**** Selected text

Smart Tightening Development for Aeronautical Bolted Assemblies in an Industry 4.0

Abstract

Smart tightening development is part of the Industry 4.0 transformation with the introduction of smart tools, and preload in bolted assemblies is of major interest in today’s aircraft manufacturing process. So far, it has been difficult to estimate the importance of each parameter for tightening process quality, mainly because of the large number of combinations and configurations that exist.

The present work aims at evaluating the effects and the interactions between different parameters that have to be taken in consideration in future torquing strategy. Many experimental tests have been conducted on an Automatica test bench using a Taguchi strategy and an analysis of the first main results is now presented, highlighting the complexity of the phenomena studied.

All these points will help us to better understand tightening, so as to improve performance during installation, maintenance and repair.

1 Introduction

With millions of fasteners needed to complete the A350, the challenge of mastering the tightening of bolted connections cannot be overlooked.

The aim of this research work was to develop a predictive tool to better control tightening behaviour through the torque/tension relationship, integrating strongly non-linear local phenomena. Controlling the preload within the bolted assembly can be beneficial for the integrity of the aircraft [1, 2] but this tool developed for an industry 4.0 which is geolocated and able to feed a dynamic database can also be an advantage for quality control and maintenance [3]. However, the preload is a very dispersive variable [4] and is difficult to control in production with current clamping tools [5]. One of the objectives is to optimize the tightening instructions that meet aeronautical requirements, in an uncertain environment [6]. This initiative should minimize the cases of over-torque and under-torque and lead to an assessment of the risks implied for the tightening efficiency. It should also provide an understanding of the mechanical behaviour of fastening elements impacted by faults. However, if we consider all the parameters of a bolted connection, we obtain a total of approximately 7,050 combinations per diameter. Table 1 lists the number of possible parameter solutions, without taking compatibility into account, when we use a bolted assembly.

Table 1. Number of solutions for each parameter.

Given the large number of possible combinations, the behaviour of bolted connections can only be understood by creating a large database, in particular using design of experiments (DOE). Many research works have aimed to develop methods of constructing designs of experiments that make it possible to obtain a maximum of information with a minimum of known points, whilst remaining robust with respect to random and approximation errors [7]. These include:

• Mixed level DOEs, with as many factors as desired, each factor taking the number of levels necessary for proper execution of the study;

• Box-Behnken DOEs [8], which respect the rotational isovariance criterion;

• Rechtschaffner DOEs [9], simplified fractional DOEs which allow the effects of factors and second order interactions to be determined;

• Taguchi DOEs, based on the most famous theory for quality, which allow the effects of factors and interaction to be determined.

The most common way to implement an orthogonal multifactor DOE is to use Taguchi tables [10] because results are simple to obtain and the effects of each factor can be better isolated. However, the DOE should be usable in our study case, which means that none of the parameters intervening in the behaviour of the bolted assemblies is allowed to be chaotic. That is why the Taguchi fractional DOE is compared with a complete DOE here. Moreover, this will enable us to highlight the interactions between the parameters, which is not always possible with a multifactor design of experiments.

********

## The tasks
A. According to the bolted-assembly text, about how many combinations per diameter result from considering all the parameters of a bolted connection?
B. Write the next paragraph of the bolted-assembly text, picking up after its final sentence.
The material that follows has no connection to the bolted-assembly text.

**** Information provided

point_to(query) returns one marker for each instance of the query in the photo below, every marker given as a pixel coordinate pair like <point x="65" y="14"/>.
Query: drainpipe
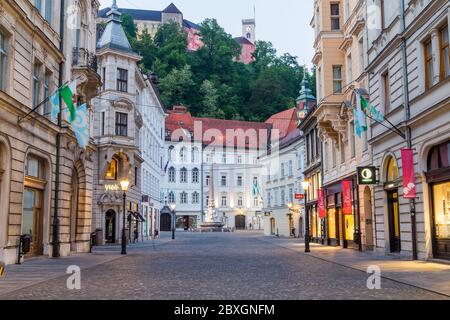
<point x="408" y="135"/>
<point x="55" y="230"/>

********

## Final answers
A. Approximately 7,050 combinations per diameter.

B.
2 Experimental Campaign

To evaluate the behaviour of bolts, an Automatica® test bench [11] was used in the experiments described here. It allows the tightening torque, the preload and the tightening angle to be acquired in real time. The measurement protocol is to tighten the bolt at the maximum speed of Airbus internal standards until the threads of the nut break. Thus, the approach phase of the nut, the linear phase of tensioning the bolt and the non-linear phase of failure can be observed.

This first experimental campaign was limited to EN6115 titanium screws, ASNA aluminium nuts and diameter codes 3 (4.76 mm), 3A (5.56 mm) and 4 (6.35 mm). There are three different surface finishes for the screws and three types of nut, so the campaign comprised a total of 27 combinations. Table 2 gives more details on these combinations. In addition, for reasons of repeatability and reliability, 20 tests were carried out per combination, giving a total of 540 tests.

Table 2. Summary table of screw and nut types.

For each combination, an average maximum breaking torque is extracted, which corresponds to the average of the torques for which there is loss of the preload in each repeatability test. Also, using the same principle, the average maximum preload is extracted and, as the torque/preload relationship is known to be very dispersive, the standard deviation of the two previous data is also noted.

3 Taguchi Factorial Experiment Plan

A fractional DOE enables the number of trials to be reduced to what is strictly necessary to conclude on the same trends as a complete design of experiments. To respect the experimental campaign, three factors (coating of the screw, type of nut and diameter) at three levels will be used. A Taguchi Table 3 is chosen, and this reduces the campaign to 180 tests, a third of the number needed for the complete experiment plan.

Table 3. \({L}_{9}({3}^{3})\) Taguchi factorial experiment plan.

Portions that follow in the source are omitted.